(Items listed in a dataset)
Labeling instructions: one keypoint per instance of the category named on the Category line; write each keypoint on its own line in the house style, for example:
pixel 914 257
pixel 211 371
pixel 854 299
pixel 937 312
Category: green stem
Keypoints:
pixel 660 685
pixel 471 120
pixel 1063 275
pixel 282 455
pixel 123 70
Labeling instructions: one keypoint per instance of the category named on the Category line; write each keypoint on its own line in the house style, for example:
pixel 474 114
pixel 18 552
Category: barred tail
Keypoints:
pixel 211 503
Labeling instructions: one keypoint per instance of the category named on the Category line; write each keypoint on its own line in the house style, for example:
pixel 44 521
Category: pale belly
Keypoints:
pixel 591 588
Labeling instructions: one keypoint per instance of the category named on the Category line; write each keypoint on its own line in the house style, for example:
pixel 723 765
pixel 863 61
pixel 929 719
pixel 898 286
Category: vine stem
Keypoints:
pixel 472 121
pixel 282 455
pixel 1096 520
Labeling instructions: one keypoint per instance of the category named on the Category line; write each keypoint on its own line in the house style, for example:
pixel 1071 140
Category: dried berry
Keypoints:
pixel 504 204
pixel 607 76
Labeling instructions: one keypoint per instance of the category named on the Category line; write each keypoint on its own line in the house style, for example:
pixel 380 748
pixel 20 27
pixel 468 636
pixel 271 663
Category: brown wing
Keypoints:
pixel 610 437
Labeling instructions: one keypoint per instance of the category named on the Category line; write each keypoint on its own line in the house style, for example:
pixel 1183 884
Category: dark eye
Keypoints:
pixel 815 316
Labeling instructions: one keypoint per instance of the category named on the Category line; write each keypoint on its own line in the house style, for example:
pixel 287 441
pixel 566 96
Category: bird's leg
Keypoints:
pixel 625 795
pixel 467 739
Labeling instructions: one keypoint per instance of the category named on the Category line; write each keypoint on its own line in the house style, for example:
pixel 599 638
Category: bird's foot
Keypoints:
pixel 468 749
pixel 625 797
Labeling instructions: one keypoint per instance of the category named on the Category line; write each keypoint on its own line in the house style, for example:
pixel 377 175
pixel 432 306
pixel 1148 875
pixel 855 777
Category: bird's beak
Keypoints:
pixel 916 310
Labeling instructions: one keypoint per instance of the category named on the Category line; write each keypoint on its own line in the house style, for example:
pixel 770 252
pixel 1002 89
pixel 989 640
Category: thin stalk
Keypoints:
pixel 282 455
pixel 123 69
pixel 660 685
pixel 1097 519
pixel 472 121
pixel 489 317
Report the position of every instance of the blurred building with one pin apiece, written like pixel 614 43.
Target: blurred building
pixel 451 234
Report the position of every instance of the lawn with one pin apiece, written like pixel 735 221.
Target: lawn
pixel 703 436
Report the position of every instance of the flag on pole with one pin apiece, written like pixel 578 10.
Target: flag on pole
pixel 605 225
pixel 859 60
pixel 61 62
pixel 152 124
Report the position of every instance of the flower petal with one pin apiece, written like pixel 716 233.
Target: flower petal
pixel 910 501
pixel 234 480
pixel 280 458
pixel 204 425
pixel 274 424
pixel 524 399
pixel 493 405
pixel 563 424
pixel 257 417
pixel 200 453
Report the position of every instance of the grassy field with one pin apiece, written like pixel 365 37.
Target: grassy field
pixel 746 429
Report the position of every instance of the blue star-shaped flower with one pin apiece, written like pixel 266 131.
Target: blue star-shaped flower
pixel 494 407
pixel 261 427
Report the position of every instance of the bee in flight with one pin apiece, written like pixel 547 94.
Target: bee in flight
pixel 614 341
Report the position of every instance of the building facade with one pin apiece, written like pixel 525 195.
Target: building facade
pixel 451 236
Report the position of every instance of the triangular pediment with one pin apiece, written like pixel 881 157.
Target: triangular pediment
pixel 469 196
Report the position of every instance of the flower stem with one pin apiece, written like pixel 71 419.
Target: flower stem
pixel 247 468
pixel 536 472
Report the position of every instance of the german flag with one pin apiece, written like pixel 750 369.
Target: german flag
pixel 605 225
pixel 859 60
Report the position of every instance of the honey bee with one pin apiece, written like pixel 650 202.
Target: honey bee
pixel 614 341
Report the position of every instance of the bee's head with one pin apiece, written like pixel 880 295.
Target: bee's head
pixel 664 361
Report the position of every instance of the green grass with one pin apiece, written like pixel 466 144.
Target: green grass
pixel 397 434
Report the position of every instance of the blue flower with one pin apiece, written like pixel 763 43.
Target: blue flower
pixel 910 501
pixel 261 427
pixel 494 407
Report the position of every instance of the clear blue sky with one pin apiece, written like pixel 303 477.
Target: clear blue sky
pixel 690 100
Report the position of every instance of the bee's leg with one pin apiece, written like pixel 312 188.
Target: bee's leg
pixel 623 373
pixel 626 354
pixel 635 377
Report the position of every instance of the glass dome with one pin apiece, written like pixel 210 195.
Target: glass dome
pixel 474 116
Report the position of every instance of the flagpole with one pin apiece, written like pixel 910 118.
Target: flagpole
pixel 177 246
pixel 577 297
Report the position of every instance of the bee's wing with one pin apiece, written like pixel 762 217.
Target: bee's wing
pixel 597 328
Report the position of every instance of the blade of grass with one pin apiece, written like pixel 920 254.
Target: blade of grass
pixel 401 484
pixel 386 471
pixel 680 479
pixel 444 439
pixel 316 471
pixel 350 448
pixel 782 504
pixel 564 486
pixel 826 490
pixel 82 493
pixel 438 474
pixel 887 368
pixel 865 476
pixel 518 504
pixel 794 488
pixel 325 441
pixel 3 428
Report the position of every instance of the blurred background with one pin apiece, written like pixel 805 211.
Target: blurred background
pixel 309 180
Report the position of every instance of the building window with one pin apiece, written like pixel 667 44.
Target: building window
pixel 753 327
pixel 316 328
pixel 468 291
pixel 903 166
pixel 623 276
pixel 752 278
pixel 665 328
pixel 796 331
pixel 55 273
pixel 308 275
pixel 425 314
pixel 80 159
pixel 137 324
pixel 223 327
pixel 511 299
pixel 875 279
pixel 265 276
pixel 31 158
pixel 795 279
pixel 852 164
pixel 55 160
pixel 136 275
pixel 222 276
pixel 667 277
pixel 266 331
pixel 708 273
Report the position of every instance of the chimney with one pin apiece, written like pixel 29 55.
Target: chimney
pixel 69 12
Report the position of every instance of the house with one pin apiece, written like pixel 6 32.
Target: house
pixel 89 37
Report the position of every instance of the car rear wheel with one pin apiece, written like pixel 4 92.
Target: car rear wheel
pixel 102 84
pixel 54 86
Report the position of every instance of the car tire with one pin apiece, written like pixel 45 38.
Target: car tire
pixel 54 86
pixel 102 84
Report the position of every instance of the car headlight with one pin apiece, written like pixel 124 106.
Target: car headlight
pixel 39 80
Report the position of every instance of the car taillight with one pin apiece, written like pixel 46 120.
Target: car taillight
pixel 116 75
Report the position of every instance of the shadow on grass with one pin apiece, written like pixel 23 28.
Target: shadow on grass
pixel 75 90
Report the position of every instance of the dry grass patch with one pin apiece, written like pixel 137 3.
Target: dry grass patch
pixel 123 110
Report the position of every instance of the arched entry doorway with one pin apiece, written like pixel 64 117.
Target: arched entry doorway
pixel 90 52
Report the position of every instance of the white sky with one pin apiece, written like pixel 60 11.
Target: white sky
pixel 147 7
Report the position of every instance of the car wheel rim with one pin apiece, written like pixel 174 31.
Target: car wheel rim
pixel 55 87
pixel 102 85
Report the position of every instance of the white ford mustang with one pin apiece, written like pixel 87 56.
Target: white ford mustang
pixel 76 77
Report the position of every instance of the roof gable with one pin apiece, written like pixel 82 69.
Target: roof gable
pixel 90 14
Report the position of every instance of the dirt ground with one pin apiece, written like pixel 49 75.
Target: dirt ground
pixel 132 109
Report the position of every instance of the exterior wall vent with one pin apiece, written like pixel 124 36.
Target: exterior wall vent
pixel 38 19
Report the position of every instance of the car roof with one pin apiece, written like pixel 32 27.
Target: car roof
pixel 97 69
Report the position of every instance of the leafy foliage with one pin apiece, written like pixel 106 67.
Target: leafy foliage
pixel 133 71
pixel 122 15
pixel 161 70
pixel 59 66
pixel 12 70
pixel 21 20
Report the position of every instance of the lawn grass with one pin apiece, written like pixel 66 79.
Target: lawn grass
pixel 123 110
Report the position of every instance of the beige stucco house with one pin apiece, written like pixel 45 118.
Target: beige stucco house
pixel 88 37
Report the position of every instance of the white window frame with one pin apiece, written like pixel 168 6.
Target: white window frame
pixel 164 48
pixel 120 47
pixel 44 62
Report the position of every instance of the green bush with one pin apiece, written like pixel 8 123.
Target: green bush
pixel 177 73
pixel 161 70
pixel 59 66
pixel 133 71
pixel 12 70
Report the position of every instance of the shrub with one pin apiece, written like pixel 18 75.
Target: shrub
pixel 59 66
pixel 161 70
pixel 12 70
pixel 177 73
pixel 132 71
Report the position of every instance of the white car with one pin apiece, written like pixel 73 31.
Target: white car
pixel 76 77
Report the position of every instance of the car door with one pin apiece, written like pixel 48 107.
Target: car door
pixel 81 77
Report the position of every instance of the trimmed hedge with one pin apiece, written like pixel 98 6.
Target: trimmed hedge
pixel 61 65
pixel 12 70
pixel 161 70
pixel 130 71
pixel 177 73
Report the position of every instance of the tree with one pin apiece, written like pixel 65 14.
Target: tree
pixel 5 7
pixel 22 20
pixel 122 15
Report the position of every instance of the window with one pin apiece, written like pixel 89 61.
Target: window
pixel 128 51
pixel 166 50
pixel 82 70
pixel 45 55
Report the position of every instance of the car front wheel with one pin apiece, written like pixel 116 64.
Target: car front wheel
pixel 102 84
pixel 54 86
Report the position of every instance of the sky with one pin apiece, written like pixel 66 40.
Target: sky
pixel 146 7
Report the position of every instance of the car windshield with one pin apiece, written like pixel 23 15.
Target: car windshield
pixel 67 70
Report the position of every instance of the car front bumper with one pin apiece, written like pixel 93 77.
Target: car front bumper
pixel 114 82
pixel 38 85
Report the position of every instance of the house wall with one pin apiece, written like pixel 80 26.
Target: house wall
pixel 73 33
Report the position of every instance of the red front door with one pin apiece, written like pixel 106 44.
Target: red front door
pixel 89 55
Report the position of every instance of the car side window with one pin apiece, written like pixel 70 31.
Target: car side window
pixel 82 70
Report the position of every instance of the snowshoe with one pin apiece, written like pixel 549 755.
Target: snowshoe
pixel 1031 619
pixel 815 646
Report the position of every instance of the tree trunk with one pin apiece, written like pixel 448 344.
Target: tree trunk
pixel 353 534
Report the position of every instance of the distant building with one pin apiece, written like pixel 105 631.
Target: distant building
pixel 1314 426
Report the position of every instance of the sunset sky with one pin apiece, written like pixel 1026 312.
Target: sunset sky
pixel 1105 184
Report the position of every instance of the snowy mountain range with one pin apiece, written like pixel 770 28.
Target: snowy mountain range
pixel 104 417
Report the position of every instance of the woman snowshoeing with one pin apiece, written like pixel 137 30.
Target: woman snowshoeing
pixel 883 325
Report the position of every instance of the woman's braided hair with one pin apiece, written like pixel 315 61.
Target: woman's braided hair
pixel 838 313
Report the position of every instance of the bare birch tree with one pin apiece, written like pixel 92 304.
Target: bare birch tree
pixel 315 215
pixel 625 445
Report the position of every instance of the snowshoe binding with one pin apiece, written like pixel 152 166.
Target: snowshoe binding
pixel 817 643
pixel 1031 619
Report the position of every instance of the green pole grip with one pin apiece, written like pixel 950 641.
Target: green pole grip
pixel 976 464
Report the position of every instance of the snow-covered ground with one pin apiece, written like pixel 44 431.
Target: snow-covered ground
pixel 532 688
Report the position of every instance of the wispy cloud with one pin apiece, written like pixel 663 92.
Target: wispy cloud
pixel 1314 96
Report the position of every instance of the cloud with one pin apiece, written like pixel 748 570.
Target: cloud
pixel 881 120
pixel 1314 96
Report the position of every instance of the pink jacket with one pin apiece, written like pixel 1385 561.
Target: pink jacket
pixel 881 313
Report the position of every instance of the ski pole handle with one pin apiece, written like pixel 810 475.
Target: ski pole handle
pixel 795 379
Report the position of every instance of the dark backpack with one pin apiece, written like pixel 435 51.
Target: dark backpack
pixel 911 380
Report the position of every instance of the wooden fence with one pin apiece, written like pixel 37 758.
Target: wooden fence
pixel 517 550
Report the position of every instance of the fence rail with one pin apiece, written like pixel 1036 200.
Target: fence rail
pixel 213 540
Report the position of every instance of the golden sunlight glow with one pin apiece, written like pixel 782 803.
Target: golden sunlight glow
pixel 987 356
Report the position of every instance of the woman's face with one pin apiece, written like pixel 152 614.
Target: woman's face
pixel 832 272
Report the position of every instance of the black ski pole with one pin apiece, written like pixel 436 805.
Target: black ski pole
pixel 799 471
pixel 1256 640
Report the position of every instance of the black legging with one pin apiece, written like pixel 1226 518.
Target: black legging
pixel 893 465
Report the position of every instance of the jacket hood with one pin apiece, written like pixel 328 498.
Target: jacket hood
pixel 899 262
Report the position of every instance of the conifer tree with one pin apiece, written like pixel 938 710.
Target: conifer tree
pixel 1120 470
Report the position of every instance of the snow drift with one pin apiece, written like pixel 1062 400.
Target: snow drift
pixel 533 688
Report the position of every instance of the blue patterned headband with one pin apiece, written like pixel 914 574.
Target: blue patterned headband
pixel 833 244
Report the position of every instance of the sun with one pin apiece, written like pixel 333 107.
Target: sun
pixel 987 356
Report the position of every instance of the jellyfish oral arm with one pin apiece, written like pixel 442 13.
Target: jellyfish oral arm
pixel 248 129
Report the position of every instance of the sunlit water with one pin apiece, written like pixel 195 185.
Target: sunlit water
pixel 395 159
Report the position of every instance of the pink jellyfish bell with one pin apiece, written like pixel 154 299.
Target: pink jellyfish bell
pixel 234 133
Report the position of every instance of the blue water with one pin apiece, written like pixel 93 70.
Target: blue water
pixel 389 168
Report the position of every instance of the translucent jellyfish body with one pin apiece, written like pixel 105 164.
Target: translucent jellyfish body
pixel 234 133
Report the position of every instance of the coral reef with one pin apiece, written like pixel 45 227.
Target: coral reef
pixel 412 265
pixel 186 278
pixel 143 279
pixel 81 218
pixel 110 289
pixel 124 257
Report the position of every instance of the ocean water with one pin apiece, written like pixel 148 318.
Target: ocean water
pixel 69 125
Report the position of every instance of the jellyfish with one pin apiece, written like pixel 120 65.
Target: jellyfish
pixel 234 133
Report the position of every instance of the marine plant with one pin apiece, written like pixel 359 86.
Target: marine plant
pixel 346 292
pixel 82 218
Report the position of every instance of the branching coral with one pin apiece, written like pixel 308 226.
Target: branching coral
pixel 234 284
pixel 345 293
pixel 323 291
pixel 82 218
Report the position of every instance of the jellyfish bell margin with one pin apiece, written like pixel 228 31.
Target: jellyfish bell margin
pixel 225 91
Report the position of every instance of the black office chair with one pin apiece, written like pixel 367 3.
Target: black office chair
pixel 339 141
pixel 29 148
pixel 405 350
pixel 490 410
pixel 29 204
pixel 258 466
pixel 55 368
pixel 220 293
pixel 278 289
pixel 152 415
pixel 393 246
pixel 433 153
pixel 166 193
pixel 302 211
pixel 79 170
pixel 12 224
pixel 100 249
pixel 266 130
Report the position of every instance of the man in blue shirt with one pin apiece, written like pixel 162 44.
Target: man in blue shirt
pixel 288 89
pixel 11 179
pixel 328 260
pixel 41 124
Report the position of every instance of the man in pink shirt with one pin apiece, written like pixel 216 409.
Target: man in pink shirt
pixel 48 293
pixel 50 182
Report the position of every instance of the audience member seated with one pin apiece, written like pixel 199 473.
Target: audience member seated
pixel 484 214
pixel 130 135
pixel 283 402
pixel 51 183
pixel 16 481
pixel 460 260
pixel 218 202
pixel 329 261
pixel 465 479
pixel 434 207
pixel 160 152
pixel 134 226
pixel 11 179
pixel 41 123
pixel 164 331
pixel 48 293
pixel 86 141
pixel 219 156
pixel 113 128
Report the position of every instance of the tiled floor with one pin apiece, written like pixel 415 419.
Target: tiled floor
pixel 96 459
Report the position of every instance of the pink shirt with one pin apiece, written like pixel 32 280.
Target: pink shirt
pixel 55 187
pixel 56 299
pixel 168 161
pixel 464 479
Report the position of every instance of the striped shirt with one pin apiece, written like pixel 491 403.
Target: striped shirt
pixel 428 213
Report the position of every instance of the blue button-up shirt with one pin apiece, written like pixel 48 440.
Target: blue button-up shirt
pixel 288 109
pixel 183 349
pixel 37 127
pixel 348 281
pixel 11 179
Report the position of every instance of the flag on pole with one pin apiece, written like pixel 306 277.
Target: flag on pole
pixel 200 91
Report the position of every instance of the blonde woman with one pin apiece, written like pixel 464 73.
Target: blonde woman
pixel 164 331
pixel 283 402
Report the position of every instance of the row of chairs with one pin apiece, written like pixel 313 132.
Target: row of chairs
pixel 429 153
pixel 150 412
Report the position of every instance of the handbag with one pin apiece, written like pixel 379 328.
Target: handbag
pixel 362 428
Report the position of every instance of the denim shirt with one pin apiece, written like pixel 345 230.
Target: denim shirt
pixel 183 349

== EXERCISE GOAL ==
Return all lines from the data that include the string "bird".

== SOLUTION TO THIS PROBLEM ==
Category: bird's leg
Category: bird's foot
Category: bird's beak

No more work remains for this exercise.